### Assignment
Would you please output the lines of the data below from the one containing "Teacher note: please indicate the chimney" to the end, exactly and with nothing added?

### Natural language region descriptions
- - - -

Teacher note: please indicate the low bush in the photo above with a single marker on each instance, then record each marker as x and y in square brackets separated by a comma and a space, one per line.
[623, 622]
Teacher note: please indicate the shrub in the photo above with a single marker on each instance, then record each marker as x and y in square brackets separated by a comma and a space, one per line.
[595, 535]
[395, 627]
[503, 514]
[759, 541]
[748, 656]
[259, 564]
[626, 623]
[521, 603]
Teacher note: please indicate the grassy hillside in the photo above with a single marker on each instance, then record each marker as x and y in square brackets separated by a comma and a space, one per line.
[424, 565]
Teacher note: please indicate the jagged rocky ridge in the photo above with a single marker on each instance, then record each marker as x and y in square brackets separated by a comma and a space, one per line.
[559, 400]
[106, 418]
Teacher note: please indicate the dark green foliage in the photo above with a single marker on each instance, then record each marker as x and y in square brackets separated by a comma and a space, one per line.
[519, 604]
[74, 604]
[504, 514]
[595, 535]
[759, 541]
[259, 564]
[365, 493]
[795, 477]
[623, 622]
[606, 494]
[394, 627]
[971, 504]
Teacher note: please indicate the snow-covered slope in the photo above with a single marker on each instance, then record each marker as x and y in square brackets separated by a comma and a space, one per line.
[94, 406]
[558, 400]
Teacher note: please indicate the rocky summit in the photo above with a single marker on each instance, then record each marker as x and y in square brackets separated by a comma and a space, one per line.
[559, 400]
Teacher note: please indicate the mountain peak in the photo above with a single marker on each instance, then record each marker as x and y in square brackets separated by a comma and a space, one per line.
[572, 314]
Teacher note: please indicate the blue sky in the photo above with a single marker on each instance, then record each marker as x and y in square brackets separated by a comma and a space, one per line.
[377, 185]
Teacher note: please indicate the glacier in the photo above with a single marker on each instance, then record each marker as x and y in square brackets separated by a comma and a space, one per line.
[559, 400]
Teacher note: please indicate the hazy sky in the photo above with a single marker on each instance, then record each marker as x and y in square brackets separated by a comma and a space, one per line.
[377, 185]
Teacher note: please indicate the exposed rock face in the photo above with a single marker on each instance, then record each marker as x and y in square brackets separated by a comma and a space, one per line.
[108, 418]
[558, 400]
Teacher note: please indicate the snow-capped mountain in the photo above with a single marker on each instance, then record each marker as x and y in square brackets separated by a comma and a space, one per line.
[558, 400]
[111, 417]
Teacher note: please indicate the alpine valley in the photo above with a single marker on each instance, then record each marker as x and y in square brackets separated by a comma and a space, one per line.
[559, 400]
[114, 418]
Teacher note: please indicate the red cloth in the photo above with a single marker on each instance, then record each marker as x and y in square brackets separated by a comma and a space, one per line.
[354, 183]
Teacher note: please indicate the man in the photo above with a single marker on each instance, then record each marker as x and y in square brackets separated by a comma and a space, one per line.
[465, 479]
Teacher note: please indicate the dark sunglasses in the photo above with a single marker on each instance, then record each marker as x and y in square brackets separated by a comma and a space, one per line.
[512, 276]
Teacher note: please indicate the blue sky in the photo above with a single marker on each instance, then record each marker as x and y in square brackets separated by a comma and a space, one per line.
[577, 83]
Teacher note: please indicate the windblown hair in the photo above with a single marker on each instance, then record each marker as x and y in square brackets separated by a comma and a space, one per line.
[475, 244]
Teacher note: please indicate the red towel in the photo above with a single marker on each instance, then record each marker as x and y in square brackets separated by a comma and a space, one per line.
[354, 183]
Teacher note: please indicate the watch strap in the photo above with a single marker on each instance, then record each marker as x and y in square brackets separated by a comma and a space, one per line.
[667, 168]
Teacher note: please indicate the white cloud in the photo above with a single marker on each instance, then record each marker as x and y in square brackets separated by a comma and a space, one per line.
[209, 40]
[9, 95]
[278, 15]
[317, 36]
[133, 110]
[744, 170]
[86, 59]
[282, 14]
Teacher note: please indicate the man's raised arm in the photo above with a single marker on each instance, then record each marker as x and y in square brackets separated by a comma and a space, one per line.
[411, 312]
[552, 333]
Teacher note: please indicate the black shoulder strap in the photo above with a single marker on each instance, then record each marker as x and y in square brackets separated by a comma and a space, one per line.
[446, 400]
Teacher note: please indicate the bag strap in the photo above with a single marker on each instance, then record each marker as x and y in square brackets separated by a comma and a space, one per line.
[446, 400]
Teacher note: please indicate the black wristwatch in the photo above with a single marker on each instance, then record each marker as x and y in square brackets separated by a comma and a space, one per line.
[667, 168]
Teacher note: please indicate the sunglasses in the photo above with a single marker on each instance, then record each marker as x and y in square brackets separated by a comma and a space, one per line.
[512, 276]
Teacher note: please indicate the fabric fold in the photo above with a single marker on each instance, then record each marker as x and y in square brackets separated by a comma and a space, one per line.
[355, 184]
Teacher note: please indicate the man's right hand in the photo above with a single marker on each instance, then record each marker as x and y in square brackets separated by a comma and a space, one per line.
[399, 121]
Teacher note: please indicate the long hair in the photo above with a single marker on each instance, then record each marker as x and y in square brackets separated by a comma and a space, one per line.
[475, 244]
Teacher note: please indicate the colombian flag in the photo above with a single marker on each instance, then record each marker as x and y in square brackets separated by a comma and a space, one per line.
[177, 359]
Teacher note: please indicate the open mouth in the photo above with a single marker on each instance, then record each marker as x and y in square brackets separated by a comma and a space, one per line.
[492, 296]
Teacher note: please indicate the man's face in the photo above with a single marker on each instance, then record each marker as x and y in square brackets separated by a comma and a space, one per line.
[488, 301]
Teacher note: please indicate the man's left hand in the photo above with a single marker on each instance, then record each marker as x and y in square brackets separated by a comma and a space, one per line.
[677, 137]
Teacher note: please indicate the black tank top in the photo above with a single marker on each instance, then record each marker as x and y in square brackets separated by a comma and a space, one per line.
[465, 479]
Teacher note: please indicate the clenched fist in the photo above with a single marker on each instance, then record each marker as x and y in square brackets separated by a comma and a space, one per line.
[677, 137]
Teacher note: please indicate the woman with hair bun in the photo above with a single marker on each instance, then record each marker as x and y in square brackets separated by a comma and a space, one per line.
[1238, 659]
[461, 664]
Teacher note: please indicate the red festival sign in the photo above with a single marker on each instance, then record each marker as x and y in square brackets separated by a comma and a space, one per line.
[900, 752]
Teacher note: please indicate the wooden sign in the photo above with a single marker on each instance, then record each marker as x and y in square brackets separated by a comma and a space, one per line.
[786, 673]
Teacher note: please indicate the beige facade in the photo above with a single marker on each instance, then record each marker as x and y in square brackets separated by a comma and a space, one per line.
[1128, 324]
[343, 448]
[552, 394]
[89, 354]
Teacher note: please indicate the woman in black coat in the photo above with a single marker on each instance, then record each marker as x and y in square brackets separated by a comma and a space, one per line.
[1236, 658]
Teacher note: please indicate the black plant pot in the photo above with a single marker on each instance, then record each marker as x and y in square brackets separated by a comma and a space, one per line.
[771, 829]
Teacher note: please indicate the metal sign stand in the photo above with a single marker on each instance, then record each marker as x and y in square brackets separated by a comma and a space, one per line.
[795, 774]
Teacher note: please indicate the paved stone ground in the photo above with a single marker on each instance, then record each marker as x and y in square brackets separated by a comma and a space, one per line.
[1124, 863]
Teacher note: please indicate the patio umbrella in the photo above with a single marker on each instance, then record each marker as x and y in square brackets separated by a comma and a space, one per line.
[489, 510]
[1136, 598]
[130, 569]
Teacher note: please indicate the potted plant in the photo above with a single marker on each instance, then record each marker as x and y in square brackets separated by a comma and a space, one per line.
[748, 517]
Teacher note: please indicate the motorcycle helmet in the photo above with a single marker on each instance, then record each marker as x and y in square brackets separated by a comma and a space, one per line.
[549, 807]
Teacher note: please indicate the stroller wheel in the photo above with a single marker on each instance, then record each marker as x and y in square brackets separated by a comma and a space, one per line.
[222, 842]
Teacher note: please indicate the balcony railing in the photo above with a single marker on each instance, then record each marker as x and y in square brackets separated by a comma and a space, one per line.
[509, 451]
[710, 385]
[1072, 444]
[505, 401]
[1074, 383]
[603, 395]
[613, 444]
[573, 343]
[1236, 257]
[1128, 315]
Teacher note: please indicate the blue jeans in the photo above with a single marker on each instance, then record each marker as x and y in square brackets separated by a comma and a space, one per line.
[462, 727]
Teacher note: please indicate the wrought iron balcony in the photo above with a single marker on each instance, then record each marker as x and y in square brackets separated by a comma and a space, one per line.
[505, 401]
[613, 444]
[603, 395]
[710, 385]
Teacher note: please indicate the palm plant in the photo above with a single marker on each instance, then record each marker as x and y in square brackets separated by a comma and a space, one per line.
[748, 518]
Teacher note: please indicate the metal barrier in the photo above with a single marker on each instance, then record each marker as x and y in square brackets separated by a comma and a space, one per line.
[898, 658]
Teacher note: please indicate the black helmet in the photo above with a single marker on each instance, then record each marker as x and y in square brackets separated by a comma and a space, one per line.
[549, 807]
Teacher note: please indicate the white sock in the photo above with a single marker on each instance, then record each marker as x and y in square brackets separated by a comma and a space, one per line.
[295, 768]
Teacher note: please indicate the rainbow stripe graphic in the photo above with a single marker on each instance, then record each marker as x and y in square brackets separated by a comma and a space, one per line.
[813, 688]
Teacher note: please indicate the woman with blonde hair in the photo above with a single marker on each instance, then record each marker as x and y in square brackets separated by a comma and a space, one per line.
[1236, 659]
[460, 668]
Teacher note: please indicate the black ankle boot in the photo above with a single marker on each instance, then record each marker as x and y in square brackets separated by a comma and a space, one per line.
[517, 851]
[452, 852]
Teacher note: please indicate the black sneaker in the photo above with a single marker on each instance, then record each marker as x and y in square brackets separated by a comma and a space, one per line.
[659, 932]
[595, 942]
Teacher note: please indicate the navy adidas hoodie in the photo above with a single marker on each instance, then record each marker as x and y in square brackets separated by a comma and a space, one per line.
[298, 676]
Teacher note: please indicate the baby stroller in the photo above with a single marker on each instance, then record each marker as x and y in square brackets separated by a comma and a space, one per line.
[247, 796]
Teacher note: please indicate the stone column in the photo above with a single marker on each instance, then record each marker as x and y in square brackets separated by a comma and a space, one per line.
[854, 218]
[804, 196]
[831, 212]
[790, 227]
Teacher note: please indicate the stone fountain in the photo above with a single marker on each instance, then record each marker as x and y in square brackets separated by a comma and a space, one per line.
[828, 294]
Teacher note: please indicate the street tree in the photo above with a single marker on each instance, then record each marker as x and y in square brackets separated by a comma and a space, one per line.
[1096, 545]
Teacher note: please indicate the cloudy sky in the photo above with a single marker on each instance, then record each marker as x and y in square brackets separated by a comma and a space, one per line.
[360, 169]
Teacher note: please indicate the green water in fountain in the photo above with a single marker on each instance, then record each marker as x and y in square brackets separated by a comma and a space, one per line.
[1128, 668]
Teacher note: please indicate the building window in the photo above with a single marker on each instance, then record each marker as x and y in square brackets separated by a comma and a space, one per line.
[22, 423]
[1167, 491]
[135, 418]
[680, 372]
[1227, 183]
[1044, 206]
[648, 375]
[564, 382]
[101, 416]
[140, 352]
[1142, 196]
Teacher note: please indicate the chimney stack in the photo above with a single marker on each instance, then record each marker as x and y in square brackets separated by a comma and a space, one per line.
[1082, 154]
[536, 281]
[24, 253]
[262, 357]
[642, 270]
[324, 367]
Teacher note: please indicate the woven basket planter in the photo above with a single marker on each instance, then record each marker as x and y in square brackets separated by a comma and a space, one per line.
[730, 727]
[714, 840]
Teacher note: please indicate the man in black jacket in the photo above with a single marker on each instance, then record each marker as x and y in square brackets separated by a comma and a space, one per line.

- - - -

### Solution for this task
Teacher note: please indicate the chimney stack in the photo above with a single marker on each instance, then record each marker as x and y in square brackets separated by a comma and a space, one per line.
[1082, 154]
[536, 281]
[24, 253]
[262, 357]
[642, 270]
[324, 367]
Teacher note: please indicate the woven basket planter in the photo above with a single marker on each instance, then record each marker as x and y in square brackets separated by a comma and a space, one per line.
[730, 727]
[714, 840]
Teacher note: please indicate the man in black jacket in the photo above with a single marker on each instance, then record each marker as x and y in square brackets separated by a comma and a space, one per line.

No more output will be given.